### Extract
Shemot (Exodus) 15:1 Then Moshe and the children of Israel chose to sing this song to HaShem

 

After kyriat Yam Suf, Moshe sang a song of praise and gratitude to HaShem. But in describing that event, the Torah doesn’t say, “Moses sang,” (shar) but rather, “Moses will sing” (yashir)[37].

 

The verb “to sing” is spelled as yashir, which is the way to write the verb in the future tense according to the rules of Hebrew grammar. The Rabbis found a hint to the resurrection buried in this apparently inappropriate selection of the future tense to describe a past event. Taken literally, the text says that Moses and the children of Israel will sing this song in the future.

 

Chazal, our Sages, interpret this as a prophecy; Moses and the children of Israel actually will sing this song at the time of the resurrection of the dead. Thus the song of our Parsha, a song of thanksgiving to HaShem offered by the Jewish people for having been granted the miracle of the splitting of the sea is actually the song of the resurrection; the very same song that the people experiencing the resurrection will be inspired to sing.[38]

 

‘... the redeemed ones sang’. The fact that six hundred thousand people should sing in unison a song which none of them had ever heard before is amazing. It can only be understood by explaining that they all reached a level of Ruach haKodesh (that HaShem spoke from the mouth of each one of them).

 

The word used here to mean “sing”, Yashir, is in the future tense, indicating that this song will be used again at the time of Techiyat HaMaitim, which will happen along with Mashiach’s coming. The book of Revelation tells us about this tenth song, the song of Moshe:

 

Revelation 15:1 And I saw another sign in heaven, great and marvelous, seven angels having the seven last plagues; for in them is filled up the wrath of G-d. 2 And I saw as it were a sea of glass mingled with fire: and them that had gotten the victory over the beast, and over his image, and over his mark, and over the number of his name, stand on the sea of glass, having the harps of G-d. 3 And they sing the song of Moshe the servant of G-d, and the song of the Lamb, saying, Great and marvelous are thy works, Lord G-d Almighty; just and true are thy ways, thou King of saints. 4 Who shall not fear thee, O Lord, and glorify thy name? for thou only art holy: for all nations shall come and worship before thee; for thy judgments are made manifest.

 

From here we can see reference in the Nazarean Codicil to the resurrection of the dead which will take place in the time of redemption. At that time, “Moshe will sing,” once again praises to HaShem.

### Given instruction A
Pull out every row that contains the string "branch", and treat uppercase and lowercase as different.
The commentary above and the rows that come after it are unrelated to each other.

### Supplied entries
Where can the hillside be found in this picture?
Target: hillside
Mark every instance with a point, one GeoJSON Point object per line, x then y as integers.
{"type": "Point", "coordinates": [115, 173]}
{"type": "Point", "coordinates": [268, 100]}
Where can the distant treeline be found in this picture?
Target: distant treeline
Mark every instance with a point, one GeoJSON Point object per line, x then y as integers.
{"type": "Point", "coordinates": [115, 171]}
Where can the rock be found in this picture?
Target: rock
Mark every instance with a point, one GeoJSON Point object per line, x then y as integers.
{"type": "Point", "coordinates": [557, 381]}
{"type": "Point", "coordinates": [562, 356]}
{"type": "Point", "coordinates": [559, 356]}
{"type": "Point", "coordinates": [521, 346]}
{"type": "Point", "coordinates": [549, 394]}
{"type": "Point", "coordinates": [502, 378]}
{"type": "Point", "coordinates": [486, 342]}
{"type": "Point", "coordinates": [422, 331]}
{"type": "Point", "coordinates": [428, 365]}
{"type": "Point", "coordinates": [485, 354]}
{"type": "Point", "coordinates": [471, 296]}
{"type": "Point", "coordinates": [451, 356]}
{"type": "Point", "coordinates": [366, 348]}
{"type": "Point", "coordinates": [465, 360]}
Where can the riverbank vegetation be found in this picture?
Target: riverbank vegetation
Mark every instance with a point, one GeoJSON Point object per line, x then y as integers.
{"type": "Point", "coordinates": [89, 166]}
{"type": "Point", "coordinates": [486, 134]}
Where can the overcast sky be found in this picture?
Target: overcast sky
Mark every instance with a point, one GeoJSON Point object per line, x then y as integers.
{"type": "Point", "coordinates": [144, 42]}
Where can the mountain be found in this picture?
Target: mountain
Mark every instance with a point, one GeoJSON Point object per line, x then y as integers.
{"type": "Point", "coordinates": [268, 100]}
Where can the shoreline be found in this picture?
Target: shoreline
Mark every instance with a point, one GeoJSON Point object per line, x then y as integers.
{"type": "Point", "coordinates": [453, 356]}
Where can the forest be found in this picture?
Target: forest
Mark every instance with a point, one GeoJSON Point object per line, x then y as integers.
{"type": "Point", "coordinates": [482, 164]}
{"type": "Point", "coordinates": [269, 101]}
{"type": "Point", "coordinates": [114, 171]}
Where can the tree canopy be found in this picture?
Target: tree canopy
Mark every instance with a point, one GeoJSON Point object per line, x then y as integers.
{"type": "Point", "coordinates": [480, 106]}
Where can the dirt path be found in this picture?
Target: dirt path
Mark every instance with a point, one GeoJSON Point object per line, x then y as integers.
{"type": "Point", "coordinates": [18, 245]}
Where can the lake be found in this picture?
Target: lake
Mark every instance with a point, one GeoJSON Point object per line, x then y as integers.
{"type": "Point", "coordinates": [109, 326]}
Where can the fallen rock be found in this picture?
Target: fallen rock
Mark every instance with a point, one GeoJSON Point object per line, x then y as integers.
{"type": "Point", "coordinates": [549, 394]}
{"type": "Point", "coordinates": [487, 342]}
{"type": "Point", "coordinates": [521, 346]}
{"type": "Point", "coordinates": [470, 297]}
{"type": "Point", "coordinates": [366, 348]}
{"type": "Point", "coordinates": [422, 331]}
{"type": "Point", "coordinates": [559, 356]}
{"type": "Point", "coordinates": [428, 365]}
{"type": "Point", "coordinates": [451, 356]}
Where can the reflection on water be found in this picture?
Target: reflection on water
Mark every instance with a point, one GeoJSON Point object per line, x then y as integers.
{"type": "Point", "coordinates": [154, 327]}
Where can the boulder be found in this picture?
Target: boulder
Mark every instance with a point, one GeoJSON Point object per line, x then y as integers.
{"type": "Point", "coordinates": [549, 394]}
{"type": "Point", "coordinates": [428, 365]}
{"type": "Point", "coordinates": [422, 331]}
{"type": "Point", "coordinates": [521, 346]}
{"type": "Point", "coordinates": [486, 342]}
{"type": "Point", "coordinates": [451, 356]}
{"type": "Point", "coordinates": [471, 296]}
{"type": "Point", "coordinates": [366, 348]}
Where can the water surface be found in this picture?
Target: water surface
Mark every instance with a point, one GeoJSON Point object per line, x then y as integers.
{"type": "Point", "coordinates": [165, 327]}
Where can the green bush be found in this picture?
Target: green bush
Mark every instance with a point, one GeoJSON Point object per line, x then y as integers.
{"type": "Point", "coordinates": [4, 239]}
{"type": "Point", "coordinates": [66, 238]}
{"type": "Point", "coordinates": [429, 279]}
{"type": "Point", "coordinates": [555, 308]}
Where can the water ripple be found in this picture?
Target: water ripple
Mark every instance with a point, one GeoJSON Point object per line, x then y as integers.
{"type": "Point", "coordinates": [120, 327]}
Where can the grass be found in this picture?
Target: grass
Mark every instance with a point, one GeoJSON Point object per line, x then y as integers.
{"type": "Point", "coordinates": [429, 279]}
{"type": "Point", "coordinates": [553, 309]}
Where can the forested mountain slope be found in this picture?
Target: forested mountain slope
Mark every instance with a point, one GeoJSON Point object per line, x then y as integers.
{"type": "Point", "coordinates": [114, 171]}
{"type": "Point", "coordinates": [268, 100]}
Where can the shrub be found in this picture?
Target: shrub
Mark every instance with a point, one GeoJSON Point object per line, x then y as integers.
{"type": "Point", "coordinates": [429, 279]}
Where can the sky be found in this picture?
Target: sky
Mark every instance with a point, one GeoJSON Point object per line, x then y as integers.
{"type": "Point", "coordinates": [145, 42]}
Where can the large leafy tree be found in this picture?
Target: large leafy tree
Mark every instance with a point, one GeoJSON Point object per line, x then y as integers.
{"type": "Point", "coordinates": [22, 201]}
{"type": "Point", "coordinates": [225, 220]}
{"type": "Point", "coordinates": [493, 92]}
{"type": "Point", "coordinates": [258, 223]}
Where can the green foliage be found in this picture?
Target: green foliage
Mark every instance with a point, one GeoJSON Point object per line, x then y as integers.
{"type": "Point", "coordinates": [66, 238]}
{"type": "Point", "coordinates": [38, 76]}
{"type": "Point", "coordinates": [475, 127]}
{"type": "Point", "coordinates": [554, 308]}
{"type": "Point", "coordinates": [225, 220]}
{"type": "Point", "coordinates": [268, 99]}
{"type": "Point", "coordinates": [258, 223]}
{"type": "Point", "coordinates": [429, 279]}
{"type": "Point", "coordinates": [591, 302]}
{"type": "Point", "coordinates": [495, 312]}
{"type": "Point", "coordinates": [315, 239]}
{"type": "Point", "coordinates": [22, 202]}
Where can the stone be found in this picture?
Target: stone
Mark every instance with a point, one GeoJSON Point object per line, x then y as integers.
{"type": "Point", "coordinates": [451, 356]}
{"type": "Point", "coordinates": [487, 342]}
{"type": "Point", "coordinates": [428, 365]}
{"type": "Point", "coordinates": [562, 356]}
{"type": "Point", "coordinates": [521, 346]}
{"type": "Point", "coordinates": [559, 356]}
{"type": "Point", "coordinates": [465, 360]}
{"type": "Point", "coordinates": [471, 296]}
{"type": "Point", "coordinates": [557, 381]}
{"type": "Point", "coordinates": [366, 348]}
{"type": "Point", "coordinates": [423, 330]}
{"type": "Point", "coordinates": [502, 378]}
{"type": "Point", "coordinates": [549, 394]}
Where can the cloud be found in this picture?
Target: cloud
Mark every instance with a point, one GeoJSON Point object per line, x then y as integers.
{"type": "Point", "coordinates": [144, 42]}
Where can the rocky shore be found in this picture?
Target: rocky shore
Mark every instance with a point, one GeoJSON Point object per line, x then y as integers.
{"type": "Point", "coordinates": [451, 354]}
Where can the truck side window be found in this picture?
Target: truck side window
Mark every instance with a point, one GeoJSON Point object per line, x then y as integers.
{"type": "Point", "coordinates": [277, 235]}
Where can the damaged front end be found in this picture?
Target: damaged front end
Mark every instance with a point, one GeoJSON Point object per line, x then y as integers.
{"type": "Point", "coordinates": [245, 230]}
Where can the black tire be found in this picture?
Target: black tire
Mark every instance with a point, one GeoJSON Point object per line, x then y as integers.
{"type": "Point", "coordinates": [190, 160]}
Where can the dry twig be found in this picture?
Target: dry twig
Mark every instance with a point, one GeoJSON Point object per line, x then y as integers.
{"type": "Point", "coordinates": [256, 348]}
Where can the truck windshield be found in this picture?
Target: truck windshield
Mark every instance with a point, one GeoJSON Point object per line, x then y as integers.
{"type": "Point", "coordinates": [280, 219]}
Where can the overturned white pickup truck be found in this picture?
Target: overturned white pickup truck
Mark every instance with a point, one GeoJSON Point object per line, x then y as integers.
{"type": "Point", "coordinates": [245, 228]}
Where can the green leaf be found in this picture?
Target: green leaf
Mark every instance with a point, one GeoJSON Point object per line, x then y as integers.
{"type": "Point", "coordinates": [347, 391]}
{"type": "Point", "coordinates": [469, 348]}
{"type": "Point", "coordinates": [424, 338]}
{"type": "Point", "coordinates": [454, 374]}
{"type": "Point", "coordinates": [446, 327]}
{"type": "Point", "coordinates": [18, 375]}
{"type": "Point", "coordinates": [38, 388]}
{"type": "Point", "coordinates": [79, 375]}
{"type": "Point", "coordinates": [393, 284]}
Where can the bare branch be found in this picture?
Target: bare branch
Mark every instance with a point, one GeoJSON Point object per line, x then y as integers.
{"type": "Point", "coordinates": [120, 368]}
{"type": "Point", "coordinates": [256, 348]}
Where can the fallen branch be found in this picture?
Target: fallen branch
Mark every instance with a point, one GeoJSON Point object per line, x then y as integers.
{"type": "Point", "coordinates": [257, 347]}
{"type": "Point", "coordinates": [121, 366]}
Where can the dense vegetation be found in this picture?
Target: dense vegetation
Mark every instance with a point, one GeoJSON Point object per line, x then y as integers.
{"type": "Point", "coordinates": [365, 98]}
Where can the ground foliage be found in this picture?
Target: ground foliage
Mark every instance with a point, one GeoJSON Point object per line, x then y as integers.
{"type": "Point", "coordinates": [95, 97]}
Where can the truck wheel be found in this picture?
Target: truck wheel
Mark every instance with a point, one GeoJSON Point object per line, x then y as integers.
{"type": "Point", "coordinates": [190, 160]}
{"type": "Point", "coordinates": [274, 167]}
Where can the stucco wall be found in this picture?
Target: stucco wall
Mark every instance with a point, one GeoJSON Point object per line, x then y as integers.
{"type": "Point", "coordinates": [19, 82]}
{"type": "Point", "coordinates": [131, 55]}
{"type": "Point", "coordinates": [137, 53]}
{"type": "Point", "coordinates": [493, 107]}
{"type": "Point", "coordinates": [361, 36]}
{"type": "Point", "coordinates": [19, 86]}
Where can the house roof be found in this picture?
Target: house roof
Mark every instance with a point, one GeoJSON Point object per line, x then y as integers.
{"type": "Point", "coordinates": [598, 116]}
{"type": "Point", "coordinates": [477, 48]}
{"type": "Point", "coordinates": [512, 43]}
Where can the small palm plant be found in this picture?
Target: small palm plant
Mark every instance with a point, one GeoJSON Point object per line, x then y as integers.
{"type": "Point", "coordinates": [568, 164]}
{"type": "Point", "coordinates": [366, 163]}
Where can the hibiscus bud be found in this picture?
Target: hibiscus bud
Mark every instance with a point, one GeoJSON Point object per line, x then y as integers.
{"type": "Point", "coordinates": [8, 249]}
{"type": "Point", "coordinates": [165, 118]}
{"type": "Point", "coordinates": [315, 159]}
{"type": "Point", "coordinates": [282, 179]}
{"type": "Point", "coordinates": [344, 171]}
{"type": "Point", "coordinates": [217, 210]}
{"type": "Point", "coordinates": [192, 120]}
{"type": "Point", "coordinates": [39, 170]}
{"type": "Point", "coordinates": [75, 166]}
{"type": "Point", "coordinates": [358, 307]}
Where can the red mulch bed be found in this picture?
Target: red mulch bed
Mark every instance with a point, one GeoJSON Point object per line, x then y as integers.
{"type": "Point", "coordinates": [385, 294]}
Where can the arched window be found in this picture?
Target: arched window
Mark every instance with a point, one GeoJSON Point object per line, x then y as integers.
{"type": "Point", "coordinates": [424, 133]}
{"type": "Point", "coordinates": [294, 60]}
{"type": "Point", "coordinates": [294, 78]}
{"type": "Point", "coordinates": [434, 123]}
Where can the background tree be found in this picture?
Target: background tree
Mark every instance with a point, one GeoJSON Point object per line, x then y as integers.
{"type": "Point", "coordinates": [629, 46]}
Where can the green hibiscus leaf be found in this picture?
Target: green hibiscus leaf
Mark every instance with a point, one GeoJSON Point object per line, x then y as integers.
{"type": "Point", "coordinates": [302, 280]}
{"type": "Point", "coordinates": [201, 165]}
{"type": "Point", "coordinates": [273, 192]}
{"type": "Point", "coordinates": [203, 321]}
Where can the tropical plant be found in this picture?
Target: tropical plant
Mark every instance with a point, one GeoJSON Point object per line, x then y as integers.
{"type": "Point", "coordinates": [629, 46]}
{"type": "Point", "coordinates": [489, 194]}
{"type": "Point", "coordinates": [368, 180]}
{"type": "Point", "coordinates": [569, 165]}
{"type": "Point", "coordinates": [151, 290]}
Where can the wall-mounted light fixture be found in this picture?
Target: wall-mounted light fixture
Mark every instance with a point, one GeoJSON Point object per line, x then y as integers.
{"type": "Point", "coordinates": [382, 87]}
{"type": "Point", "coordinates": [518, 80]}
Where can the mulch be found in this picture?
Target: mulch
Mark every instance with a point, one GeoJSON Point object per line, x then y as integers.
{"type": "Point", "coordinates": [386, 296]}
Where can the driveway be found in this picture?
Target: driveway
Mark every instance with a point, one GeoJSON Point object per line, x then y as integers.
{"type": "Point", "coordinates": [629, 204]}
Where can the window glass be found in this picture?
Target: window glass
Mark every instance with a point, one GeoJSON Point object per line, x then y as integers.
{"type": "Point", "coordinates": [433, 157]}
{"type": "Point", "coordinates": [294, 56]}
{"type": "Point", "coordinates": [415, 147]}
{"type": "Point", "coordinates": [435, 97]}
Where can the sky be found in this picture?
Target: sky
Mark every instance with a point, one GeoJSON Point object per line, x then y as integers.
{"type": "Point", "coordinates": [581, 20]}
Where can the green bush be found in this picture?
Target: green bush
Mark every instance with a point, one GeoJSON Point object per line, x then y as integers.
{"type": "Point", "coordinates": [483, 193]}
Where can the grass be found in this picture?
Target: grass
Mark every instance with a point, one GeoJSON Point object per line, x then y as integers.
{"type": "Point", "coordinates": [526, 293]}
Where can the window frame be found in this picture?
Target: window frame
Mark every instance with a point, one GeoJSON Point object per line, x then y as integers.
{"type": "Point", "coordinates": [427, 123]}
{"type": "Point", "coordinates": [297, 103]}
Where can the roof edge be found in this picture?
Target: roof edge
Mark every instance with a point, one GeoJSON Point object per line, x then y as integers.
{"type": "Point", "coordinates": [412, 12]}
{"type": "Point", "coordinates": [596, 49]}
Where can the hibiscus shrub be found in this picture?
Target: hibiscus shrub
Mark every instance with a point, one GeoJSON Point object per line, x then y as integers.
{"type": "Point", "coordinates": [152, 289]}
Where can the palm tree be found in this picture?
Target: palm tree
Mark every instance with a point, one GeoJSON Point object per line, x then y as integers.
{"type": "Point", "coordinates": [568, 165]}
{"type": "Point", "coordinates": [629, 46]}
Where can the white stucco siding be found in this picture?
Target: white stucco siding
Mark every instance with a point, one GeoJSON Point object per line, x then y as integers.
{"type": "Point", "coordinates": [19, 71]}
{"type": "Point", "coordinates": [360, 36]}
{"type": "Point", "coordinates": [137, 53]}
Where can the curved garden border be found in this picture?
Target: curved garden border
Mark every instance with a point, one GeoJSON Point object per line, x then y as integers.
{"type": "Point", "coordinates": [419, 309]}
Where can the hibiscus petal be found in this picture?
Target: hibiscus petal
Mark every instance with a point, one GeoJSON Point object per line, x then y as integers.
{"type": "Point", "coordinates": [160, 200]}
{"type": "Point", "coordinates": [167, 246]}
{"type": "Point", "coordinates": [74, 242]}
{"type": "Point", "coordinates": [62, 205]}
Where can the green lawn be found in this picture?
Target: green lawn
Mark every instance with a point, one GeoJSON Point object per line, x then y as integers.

### Given instruction B
According to the Revelation passage quoted in the commentary on the song of Moshe, what had those standing on the sea of glass gotten the victory over? List each one.

### Solution A
Where can the bare branch be found in this picture?
Target: bare branch
Where can the fallen branch be found in this picture?
Target: fallen branch

### Solution B
- the beast
- his image
- his mark
- the number of his name